* [Texto de origem]

━━━━━━━━━━━━━━━━━━━━

Está a ser acompanhada por uma equipa multidisciplinar no Centro Materno-Infantil do Norte. Faz fisioterapia e todos os quatro meses é-lhe lhe administrado por injeção o Spinraza, a “proteína de sobrevivência do neurónio motor”. Substitui a proteína que falta para manter vivas as células nervosas da medula espinhal que controlam o movimento muscular.
É, também, aquele medicamento a que recorre Filomena Carvalho, advogada, a quem foi diagnosticada atrofia muscular espinhal do tipo 3, o menos grave, já na idade adulta. “Faço uma vida completamente normal. É uma doença em que vamos perdendo alguma mobilidade , acabei por ter de usar cadeira de rodas”, explica, salientando que não a impede de exercer a advocacia e de tratar das coisas do dia-a-dia. Tem um carro adaptado à sua condição.
Se hoje é difícil o diagnóstico da doença, imagine-se na altura da Filomena. Não teve quaisquer sintoma até aos 6 anos, idade a partir da qual correu vários médicos. Testou muitas patologias, sem que lhe descobrissem as causas para as dificuldades físicas que começava a sentir. A doença foi-lhe diagnosticada aos 18 anos, a solução que encontrou foi fazer o que sempre fizera. “Houve uma altura em que houve uma negação da doença. Nunca deixei de fazer nada, estudar, trabalhar, nunca tive dificuldades”, conta Filomena Carvalho.

━━━━━━━━━━━━━━━━━━━━

* [Tarefas propostas]
a) Indique se cada afirmação concorda com o texto sobre atrofia muscular espinhal, respondendo sim ou não e citando as palavras do texto que o decidem: (i) Filomena Carvalho recebeu o diagnóstico de atrofia muscular espinhal do tipo 3 já adulta; (ii) usar cadeira de rodas obrigou Filomena Carvalho a abandonar a advocacia; (iii) a doença foi diagnosticada a Filomena Carvalho aos 6 anos.
b) Transcreva do texto sobre atrofia muscular espinhal, sem qualquer alteração, o trecho que vai de "Está a ser acompanhada" até "o movimento muscular.".
Os registos não têm relação com o texto sobre atrofia muscular espinhal.

* [Dados extraídos]
━━━━━━━━━━━━━━━━━━━━

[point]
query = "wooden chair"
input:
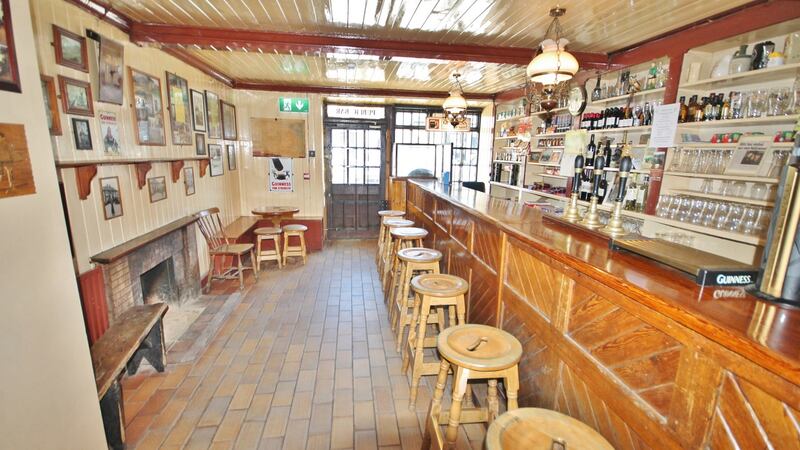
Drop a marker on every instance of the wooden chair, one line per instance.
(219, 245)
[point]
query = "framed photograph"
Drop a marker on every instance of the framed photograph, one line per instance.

━━━━━━━━━━━━━━━━━━━━

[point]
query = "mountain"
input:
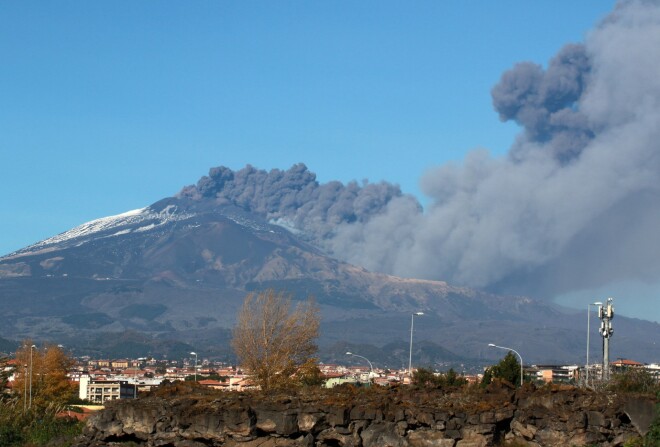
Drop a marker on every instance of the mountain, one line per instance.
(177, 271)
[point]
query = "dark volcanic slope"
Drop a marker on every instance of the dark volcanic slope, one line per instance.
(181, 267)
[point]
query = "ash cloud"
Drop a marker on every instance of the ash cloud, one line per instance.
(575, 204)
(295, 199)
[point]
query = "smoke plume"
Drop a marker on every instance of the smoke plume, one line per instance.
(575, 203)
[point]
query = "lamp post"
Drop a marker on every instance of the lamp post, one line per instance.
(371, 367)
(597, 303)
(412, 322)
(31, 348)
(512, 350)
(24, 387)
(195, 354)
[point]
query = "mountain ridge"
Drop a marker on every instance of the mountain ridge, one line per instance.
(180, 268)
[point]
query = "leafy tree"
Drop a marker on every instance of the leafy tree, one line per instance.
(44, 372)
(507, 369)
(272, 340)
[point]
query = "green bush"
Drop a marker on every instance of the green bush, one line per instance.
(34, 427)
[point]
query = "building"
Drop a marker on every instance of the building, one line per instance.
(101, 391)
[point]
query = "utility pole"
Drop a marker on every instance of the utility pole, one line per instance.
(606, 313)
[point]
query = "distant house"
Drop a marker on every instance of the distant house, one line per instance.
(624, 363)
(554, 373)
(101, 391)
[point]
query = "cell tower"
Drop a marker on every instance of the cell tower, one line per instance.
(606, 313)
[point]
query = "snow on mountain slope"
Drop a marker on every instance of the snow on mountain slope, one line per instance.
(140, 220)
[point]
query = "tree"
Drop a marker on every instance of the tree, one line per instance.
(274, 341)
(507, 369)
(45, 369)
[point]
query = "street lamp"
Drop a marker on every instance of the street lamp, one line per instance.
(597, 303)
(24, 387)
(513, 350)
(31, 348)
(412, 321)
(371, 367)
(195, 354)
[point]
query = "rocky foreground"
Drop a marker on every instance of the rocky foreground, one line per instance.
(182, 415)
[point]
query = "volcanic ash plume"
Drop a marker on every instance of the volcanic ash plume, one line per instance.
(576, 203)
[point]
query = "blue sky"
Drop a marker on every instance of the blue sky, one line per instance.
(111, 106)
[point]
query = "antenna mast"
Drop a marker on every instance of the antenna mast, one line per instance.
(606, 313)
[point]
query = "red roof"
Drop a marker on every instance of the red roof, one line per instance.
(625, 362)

━━━━━━━━━━━━━━━━━━━━

* [Resultados esperados]
a)
(i) Sim: "a quem foi diagnosticada atrofia muscular espinhal do tipo 3, o menos grave, já na idade adulta".
(ii) Não: "não a impede de exercer a advocacia e de tratar das coisas do dia-a-dia".
(iii) Não: "A doença foi-lhe diagnosticada aos 18 anos".

b)
Está a ser acompanhada por uma equipa multidisciplinar no Centro Materno-Infantil do Norte. Faz fisioterapia e todos os quatro meses é-lhe lhe administrado por injeção o Spinraza, a “proteína de sobrevivência do neurónio motor”. Substitui a proteína que falta para manter vivas as células nervosas da medula espinhal que controlam o movimento muscular.